*What is required*
Write out, from the entries below, exactly the lines that run between the lines holding "Target: brown leather boot" and "Might you point out the dried", inclusive, and stop there.
(Records to process begins)
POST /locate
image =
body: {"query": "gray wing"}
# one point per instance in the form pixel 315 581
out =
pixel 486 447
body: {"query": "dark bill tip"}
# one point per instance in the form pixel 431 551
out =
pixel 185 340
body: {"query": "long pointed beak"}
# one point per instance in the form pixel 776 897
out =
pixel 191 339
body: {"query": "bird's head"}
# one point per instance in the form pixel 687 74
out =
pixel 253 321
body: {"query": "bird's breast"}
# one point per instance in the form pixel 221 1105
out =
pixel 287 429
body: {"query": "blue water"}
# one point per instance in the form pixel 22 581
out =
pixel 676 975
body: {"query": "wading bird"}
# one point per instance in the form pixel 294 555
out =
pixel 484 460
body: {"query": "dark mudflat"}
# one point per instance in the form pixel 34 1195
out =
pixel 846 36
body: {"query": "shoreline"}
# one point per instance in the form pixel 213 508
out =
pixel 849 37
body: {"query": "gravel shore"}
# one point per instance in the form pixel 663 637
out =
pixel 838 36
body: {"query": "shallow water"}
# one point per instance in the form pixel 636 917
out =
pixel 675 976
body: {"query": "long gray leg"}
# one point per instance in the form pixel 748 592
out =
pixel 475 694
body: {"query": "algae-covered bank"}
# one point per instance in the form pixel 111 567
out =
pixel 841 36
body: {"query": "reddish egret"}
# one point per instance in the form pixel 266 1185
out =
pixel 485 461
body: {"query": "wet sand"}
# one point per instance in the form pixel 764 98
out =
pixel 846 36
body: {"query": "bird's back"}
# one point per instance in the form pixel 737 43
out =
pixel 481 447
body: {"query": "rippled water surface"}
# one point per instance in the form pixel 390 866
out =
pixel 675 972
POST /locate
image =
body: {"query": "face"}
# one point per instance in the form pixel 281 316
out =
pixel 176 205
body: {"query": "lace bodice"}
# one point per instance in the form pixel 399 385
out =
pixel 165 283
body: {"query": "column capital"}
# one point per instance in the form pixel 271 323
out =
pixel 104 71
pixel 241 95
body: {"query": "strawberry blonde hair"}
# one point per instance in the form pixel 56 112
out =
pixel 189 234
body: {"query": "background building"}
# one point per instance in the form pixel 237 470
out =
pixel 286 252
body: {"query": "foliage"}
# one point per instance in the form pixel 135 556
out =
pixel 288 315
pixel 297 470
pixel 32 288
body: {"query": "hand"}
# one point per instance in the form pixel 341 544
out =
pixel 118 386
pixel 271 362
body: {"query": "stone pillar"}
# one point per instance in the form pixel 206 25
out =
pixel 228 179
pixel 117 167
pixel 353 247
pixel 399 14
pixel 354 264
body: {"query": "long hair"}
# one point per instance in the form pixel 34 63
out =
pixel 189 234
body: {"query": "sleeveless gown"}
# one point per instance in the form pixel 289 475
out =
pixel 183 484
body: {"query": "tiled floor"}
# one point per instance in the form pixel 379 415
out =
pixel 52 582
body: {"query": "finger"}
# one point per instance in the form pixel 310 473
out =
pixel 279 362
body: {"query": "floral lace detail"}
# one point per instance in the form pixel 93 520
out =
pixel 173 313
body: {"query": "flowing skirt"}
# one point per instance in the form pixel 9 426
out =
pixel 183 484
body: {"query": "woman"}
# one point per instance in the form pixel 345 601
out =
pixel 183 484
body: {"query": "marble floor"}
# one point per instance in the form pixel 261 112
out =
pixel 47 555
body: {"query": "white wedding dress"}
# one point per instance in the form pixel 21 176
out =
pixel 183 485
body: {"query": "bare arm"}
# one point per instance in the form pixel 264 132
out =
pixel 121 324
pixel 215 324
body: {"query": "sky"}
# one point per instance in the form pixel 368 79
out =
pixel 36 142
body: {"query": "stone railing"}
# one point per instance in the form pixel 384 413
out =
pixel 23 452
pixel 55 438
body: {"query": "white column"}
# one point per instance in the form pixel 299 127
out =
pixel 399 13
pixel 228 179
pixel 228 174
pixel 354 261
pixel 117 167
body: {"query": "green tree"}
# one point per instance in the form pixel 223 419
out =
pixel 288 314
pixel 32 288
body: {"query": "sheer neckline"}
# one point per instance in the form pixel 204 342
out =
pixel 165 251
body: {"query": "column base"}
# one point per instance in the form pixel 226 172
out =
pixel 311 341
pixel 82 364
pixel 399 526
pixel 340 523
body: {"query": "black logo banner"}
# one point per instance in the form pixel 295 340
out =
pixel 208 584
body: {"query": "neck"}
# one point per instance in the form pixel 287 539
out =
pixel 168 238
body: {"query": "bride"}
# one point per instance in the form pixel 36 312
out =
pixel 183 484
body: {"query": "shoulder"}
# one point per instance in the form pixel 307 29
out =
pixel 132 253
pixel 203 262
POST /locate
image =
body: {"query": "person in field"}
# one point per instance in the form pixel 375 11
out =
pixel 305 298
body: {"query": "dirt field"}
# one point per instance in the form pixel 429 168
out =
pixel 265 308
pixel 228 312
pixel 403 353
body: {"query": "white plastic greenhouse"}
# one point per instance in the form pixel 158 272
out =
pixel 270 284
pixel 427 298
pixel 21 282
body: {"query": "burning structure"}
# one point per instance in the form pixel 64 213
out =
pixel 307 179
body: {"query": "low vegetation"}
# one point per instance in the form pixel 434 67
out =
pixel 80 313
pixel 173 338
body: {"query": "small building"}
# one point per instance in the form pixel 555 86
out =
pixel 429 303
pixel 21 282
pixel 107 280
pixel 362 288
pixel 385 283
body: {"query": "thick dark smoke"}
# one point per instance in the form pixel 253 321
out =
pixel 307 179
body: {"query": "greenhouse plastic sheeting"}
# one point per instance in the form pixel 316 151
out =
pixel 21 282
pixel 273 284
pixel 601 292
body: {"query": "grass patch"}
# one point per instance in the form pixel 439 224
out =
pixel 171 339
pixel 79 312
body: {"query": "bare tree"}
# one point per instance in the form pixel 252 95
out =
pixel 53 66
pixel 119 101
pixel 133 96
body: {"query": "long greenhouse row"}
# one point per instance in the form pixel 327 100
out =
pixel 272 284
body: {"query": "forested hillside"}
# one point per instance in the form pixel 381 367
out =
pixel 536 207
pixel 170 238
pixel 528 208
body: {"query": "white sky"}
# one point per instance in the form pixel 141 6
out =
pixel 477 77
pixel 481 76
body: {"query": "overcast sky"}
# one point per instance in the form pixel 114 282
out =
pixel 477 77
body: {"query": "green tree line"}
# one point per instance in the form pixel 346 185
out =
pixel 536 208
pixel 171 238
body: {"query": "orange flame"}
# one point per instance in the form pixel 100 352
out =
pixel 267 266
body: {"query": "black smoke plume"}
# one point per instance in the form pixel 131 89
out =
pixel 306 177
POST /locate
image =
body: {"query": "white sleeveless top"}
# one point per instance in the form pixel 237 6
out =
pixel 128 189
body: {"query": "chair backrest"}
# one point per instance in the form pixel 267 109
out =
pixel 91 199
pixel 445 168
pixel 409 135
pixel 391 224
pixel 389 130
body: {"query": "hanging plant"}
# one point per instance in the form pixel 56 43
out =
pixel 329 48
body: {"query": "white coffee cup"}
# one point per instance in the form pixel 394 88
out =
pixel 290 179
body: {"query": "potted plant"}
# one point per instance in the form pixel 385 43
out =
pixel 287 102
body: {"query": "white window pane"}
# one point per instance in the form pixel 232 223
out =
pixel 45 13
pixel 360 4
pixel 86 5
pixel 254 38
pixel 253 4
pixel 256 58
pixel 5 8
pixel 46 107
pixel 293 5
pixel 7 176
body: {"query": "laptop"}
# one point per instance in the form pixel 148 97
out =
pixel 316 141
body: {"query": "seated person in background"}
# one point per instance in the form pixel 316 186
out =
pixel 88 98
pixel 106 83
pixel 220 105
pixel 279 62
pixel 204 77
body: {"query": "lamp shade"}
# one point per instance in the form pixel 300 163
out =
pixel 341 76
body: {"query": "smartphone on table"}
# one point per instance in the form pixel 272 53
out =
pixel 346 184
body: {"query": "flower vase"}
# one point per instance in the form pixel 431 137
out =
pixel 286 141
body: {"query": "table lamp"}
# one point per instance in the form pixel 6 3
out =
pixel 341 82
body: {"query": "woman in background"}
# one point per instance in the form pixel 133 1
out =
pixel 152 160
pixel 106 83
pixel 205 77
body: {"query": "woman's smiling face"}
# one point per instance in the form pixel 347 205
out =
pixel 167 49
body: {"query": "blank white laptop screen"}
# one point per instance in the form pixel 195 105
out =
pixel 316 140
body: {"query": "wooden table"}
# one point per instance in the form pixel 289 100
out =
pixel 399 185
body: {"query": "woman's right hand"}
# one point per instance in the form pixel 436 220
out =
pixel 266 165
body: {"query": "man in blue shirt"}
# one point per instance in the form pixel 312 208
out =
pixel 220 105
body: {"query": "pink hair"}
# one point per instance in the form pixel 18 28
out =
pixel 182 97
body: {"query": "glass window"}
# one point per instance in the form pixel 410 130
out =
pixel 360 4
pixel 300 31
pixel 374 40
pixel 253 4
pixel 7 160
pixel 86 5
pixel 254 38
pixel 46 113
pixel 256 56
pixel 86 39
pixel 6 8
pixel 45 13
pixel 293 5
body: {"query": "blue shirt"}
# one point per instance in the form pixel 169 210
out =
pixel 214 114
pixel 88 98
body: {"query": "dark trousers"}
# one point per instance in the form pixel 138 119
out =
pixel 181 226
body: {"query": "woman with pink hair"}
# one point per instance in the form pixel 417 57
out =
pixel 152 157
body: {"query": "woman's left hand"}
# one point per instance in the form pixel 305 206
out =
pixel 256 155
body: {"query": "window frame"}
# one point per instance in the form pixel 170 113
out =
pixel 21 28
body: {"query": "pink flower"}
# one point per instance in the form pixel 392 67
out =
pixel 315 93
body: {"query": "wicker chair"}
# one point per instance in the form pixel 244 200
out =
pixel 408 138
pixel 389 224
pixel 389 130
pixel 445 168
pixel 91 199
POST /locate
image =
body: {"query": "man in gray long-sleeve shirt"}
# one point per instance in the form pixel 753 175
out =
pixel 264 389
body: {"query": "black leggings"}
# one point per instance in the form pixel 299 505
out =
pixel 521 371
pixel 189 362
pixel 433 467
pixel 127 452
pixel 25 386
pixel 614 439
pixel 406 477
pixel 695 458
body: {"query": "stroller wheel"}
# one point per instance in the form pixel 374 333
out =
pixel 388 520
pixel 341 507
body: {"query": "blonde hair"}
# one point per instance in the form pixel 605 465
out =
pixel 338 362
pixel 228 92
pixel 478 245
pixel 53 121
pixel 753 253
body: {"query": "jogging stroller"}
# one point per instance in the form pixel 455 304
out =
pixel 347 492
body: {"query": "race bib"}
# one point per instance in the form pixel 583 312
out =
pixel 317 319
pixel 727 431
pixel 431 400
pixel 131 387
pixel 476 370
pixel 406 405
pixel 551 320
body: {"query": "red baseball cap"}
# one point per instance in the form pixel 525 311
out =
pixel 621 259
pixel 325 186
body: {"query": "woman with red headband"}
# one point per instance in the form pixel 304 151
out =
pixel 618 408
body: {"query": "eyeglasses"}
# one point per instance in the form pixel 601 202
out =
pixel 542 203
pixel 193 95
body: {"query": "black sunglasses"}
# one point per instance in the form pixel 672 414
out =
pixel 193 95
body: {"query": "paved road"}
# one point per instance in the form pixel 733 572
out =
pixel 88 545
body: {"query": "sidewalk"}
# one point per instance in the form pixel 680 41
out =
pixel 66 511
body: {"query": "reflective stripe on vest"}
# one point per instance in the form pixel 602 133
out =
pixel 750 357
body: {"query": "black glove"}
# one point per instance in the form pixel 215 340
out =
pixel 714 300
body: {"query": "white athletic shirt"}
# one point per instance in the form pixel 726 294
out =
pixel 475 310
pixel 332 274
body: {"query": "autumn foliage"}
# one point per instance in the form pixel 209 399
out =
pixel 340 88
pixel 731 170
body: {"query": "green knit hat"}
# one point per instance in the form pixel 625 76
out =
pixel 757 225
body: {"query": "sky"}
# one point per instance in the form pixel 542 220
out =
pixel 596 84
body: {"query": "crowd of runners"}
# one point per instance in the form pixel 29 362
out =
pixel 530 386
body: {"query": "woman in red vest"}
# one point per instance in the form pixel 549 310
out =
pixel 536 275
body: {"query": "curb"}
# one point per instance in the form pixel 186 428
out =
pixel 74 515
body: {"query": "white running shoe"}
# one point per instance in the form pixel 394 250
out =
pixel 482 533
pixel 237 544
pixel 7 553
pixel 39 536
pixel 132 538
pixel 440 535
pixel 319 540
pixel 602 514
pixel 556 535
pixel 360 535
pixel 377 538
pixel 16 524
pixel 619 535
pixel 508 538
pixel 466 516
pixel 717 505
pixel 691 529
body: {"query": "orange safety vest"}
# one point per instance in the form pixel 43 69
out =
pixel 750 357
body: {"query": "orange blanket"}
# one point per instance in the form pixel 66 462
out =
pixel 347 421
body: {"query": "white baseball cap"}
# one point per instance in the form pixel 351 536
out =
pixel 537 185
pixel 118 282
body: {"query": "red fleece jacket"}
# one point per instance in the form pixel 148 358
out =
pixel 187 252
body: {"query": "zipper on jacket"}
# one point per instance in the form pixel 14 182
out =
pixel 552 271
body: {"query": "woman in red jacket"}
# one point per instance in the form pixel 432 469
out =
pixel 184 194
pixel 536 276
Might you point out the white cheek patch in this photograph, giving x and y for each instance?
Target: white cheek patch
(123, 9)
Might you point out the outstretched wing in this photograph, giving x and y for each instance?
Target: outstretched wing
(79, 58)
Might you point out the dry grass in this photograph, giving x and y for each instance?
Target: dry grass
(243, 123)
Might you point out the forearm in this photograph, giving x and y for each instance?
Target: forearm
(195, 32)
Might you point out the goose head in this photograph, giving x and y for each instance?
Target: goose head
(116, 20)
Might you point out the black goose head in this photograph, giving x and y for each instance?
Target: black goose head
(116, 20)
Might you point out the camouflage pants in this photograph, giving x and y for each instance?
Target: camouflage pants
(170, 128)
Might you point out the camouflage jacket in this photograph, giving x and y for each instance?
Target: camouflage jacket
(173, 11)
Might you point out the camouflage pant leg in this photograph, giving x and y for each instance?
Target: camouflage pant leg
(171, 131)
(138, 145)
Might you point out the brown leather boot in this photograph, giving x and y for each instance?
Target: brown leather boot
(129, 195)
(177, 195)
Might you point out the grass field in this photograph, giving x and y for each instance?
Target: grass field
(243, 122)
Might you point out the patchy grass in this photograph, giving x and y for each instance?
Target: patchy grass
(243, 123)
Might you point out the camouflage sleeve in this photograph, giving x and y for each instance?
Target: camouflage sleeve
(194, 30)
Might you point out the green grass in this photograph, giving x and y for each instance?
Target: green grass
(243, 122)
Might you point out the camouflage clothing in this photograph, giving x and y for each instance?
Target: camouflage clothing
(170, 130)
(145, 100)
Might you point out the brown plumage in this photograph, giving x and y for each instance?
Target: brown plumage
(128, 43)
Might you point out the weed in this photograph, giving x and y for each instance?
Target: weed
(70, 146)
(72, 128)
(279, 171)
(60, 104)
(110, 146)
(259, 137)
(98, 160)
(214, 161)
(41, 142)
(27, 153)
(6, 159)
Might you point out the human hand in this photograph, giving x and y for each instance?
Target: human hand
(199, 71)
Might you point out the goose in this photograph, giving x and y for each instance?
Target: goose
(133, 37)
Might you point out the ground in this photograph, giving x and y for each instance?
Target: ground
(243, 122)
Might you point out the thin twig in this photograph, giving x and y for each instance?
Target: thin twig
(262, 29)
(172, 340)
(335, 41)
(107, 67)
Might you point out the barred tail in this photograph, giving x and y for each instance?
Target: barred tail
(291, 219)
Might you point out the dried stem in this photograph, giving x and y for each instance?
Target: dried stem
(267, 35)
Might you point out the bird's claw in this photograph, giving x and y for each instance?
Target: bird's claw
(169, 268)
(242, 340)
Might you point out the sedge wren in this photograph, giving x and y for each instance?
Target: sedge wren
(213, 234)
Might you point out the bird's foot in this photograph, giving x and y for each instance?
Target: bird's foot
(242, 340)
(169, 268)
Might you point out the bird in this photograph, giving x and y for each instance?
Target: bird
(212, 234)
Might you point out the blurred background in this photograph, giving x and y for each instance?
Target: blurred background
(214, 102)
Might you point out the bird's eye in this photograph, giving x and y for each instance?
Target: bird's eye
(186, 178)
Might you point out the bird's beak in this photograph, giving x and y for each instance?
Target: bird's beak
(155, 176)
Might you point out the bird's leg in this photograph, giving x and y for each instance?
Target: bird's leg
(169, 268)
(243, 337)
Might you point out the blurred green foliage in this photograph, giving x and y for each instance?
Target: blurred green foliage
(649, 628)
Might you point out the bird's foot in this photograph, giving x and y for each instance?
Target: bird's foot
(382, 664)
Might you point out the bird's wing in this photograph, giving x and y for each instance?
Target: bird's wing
(Records to process ends)
*Exercise result*
Target: brown leather boot
(129, 195)
(177, 195)
Might you point out the grass field in this photograph, giving x and y for each instance?
Target: grass field
(243, 122)
Might you point out the patchy grass in this photograph, giving x and y for each instance?
Target: patchy grass
(243, 123)
Might you point out the camouflage sleeve in this photograph, giving x and y for each instance?
Target: camouflage sleeve
(194, 30)
Might you point out the green grass in this photograph, giving x and y for each instance?
Target: green grass
(243, 122)
Might you point out the camouflage clothing in this photograph, giving x and y for each instance?
Target: camouflage clothing
(170, 130)
(145, 100)
Might you point out the brown plumage in this photograph, giving x and y for each instance?
Target: brown plumage
(128, 43)
Might you point out the weed in this photograph, giving x and y for each instance?
Target: weed
(70, 146)
(72, 128)
(279, 171)
(60, 104)
(110, 146)
(259, 137)
(98, 160)
(214, 161)
(41, 142)
(27, 153)
(6, 159)
Might you point out the human hand in this photograph, giving x and y for each instance?
Target: human hand
(199, 71)
Might you point out the goose in this photograph, giving x and y for each instance?
Target: goose
(133, 37)
Might you point out the ground in this photograph, giving x and y for each instance?
Target: ground
(243, 122)
Might you point out the thin twig in this photograph, giving x and y for each instance?
Target: thin twig
(262, 29)
(172, 340)
(335, 41)
(107, 67)
Might you point out the barred tail in this photograph, giving x and y for each instance?
Target: barred tail
(291, 219)
Might you point out the dried stem in this photograph, giving x and y for each instance?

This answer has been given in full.